Screening for Diabetic Retinopathy

Ophthalmoscopy [6] is a well-known screening technique for diabetic retinopathy. It must be performed by a professional in an office setting. The inside of the fundus is inspected and studied using an ophthalmoscope. Another well-known screening method is fundus photography. These fundus photographs [7] can recreate areas of the fundus that are larger than those that can be seen using an ophthalmoscope. The present study is carried upon images obtained from fundus photography screening have been used for an automatic detection of diabetic retinopathy.

Material and Methods

An effective screening method must fulfil certain criteria. The sensitivity and the specificity must be high. In other words, the number of true positives detected must be high, while the specificity or the number of true negatives eliminated must be high as well. Even though there are several screening methods to detect diabetic retinopathy, debate prevails on how this screening is done. Ophthalmoscopy allows skilled professionals to look into the inner structure of the eye through an ophthalmoscope. Fundus photography is an alternative for this method. [8] It creates images of inner structure of an eye that are later examined by trained professionals.

The focus of our work was to automate the detection of diabetic retinopathy, thereby eliminating errors culminated by human measurement. Fundus images obtained from HRF database [2] have been used for this study. This database is a public repository containing high-resolution fundus images of retinas of healthy and retinopathic eyes, and thus serves as a benchmark for algorithms aiming at automation. The screening was carried over 100 diabetic subjects of 25-90 years of age and thirty photographs after the screening have been randomly selected and made available as a public repository. This dataset consists of 15 images of healthy eyes and 15 images of retinopathic eyes. The pictures taken by an expert using a Canon CF-UvI fundus camera have a resolution 3504 x 2336.

_WHAT THIS TASK INVOLVES:_
Please reproduce the text on screening for diabetic retinopathy in full, word for word. The data has nothing to do with the text.

_RECORDS PROVIDED:_
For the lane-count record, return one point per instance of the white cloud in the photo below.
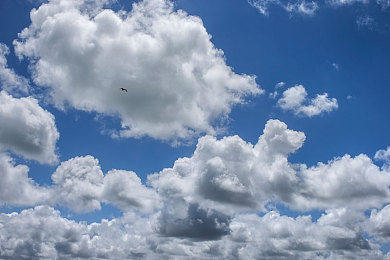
(202, 207)
(79, 183)
(16, 188)
(346, 180)
(379, 224)
(302, 7)
(365, 21)
(295, 99)
(81, 186)
(124, 189)
(299, 7)
(280, 84)
(9, 80)
(337, 3)
(42, 232)
(230, 176)
(178, 83)
(384, 155)
(383, 3)
(32, 133)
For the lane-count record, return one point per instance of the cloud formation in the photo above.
(206, 205)
(42, 232)
(9, 80)
(32, 133)
(298, 7)
(81, 186)
(178, 83)
(16, 188)
(295, 99)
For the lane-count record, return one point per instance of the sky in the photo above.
(250, 129)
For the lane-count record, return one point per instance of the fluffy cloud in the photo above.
(9, 80)
(231, 175)
(178, 83)
(81, 186)
(79, 182)
(346, 180)
(125, 190)
(43, 233)
(337, 3)
(384, 155)
(16, 188)
(32, 134)
(209, 205)
(383, 3)
(299, 7)
(294, 99)
(379, 223)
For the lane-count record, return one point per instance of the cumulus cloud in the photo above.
(178, 83)
(125, 190)
(16, 188)
(81, 186)
(337, 3)
(32, 133)
(383, 3)
(79, 182)
(365, 22)
(295, 99)
(231, 175)
(384, 155)
(42, 232)
(207, 206)
(299, 7)
(9, 80)
(379, 224)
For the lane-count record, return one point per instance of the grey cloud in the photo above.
(32, 134)
(16, 188)
(42, 233)
(295, 99)
(164, 58)
(9, 80)
(200, 224)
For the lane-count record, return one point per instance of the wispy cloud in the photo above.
(299, 7)
(295, 99)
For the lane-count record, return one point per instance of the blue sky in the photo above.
(310, 78)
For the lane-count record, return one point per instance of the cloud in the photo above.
(81, 186)
(178, 83)
(338, 3)
(278, 85)
(9, 80)
(16, 188)
(32, 133)
(346, 180)
(79, 183)
(125, 190)
(383, 3)
(42, 232)
(232, 176)
(365, 21)
(299, 7)
(207, 205)
(302, 7)
(379, 223)
(294, 99)
(384, 155)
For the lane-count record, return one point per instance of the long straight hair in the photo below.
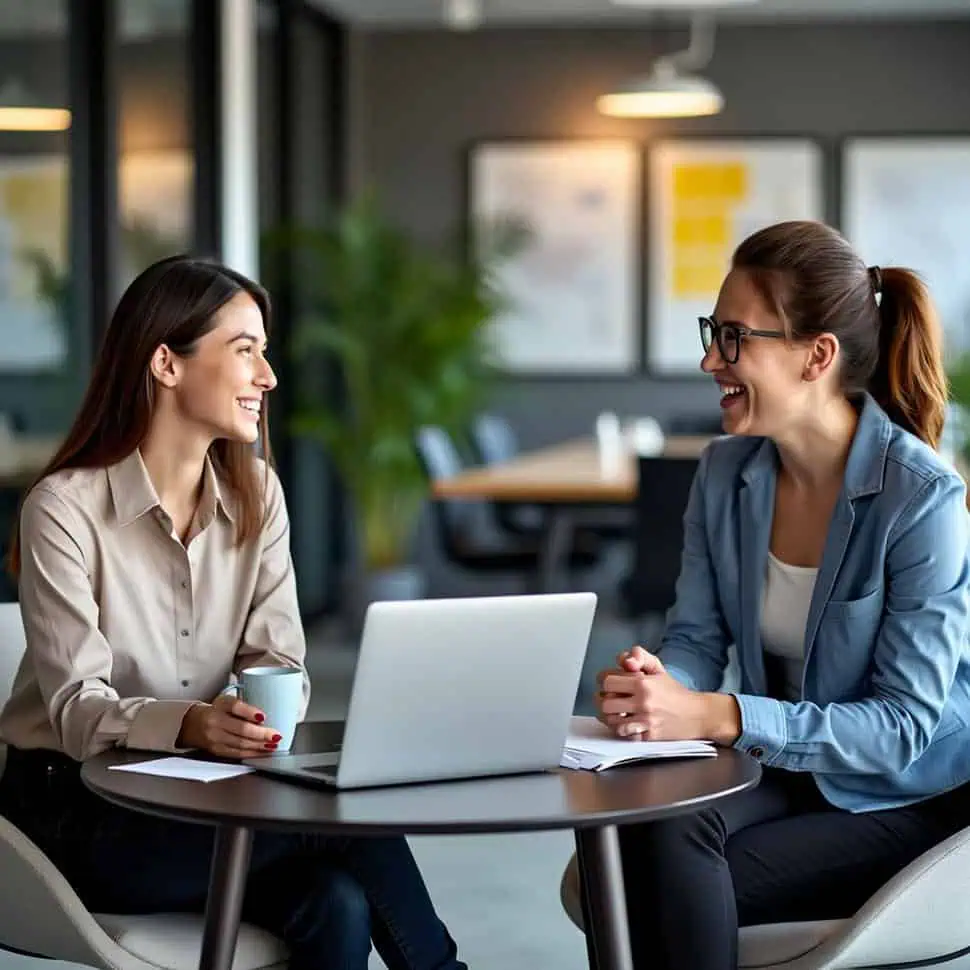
(173, 302)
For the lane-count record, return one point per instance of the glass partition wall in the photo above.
(109, 160)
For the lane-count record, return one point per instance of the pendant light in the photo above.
(668, 91)
(19, 112)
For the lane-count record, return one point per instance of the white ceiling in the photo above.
(428, 13)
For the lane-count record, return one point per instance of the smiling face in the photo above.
(774, 383)
(219, 388)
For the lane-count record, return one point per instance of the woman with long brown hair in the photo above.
(153, 562)
(827, 541)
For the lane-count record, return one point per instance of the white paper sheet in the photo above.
(185, 768)
(592, 746)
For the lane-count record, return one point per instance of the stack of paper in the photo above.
(185, 768)
(593, 746)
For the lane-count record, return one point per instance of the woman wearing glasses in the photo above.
(827, 540)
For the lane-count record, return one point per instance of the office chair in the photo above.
(920, 918)
(41, 915)
(494, 441)
(460, 526)
(658, 535)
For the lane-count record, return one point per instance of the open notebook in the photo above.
(593, 746)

_RESULT BELOW:_
Screening for Diabetic Retinopathy

Ophthalmoscopy [6] is a well-known screening technique for diabetic retinopathy. It must be performed by a professional in an office setting. The inside of the fundus is inspected and studied using an ophthalmoscope. Another well-known screening method is fundus photography. These fundus photographs [7] can recreate areas of the fundus that are larger than those that can be seen using an ophthalmoscope. The present study is carried upon images obtained from fundus photography screening have been used for an automatic detection of diabetic retinopathy.

Material and Methods

An effective screening method must fulfil certain criteria. The sensitivity and the specificity must be high. In other words, the number of true positives detected must be high, while the specificity or the number of true negatives eliminated must be high as well. Even though there are several screening methods to detect diabetic retinopathy, debate prevails on how this screening is done. Ophthalmoscopy allows skilled professionals to look into the inner structure of the eye through an ophthalmoscope. Fundus photography is an alternative for this method. [8] It creates images of inner structure of an eye that are later examined by trained professionals.

The focus of our work was to automate the detection of diabetic retinopathy, thereby eliminating errors culminated by human measurement. Fundus images obtained from HRF database [2] have been used for this study. This database is a public repository containing high-resolution fundus images of retinas of healthy and retinopathic eyes, and thus serves as a benchmark for algorithms aiming at automation. The screening was carried over 100 diabetic subjects of 25-90 years of age and thirty photographs after the screening have been randomly selected and made available as a public repository. This dataset consists of 15 images of healthy eyes and 15 images of retinopathic eyes. The pictures taken by an expert using a Canon CF-UvI fundus camera have a resolution 3504 x 2336.